■ Aim:
Reproduce every line of all the items below word for word, but omit the pictures.

■ Supplied material:
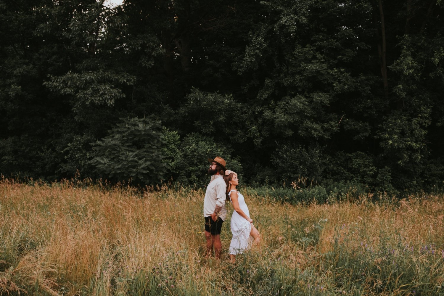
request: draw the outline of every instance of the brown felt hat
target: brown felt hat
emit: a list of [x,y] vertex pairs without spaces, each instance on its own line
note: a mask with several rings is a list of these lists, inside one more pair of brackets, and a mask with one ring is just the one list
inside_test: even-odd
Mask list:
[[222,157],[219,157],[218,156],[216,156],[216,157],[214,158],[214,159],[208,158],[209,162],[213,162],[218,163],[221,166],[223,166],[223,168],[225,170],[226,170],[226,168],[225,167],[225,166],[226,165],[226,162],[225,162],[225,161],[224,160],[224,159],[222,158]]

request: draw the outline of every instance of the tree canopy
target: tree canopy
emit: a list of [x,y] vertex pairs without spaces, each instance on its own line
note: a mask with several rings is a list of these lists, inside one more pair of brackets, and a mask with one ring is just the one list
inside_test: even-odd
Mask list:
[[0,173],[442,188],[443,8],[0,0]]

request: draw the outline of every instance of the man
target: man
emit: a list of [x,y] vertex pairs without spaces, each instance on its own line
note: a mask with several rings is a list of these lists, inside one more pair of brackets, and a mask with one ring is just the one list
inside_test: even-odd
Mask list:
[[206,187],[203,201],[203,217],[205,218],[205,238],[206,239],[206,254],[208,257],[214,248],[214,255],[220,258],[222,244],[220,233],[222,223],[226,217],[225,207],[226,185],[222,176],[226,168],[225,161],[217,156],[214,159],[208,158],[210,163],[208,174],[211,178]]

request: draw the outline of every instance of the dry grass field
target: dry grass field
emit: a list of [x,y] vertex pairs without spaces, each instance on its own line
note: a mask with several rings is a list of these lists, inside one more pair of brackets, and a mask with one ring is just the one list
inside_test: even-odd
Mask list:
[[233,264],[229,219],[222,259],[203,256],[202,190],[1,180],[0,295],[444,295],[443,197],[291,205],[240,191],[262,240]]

■ The result:
request: draw the outline of every instance of the brown felt hat
target: brown felt hat
emit: a list of [x,y] vertex pairs without spaces, each instance on its own line
note: a mask with several rings is a list of these lists, inside one more pair of brackets, and a mask with one ring is just the one list
inside_test: even-odd
Mask list:
[[222,157],[219,157],[218,156],[216,156],[216,157],[214,158],[214,159],[208,158],[209,162],[213,162],[218,163],[221,166],[223,166],[223,168],[225,170],[226,170],[226,168],[225,167],[225,166],[226,165],[226,162],[225,162],[225,161],[224,160],[224,159],[222,158]]

request: draw the outline of every instance of the tree canopy
target: tree canopy
emit: a list of [x,y] vertex pairs without spaces, each instance on its own line
note: a mask with several rings is a list of these lists, inside one more pair of brackets, and a mask with one ring is just the one list
inside_test: even-odd
Mask list:
[[0,173],[442,188],[443,8],[0,0]]

request: draw the outline of every instance of the man
target: man
emit: a list of [x,y] vertex pairs without spaces, each instance on its own line
note: a mask with several rings is a list of these lists, inside one more pair of brackets, and a mask with one ring is just the one list
inside_test: even-odd
Mask list:
[[206,187],[203,201],[203,217],[205,218],[205,238],[206,239],[206,254],[208,257],[214,248],[214,255],[220,258],[222,244],[220,233],[222,223],[226,217],[225,207],[226,185],[222,176],[226,168],[225,161],[217,156],[214,159],[208,158],[210,163],[208,174],[211,178]]

request: draw the outline of every instance of the dry grass field
target: dry grass field
emit: a list of [x,y] vertex pairs without spaces, each instance on its own line
note: a mask with several rings is a list of these lists, inside one more pair of brackets, and a mask with one ring is just the one list
inside_test: even-odd
Mask list:
[[233,264],[229,219],[222,259],[203,256],[202,190],[1,180],[0,295],[444,295],[443,197],[291,205],[240,191],[262,240]]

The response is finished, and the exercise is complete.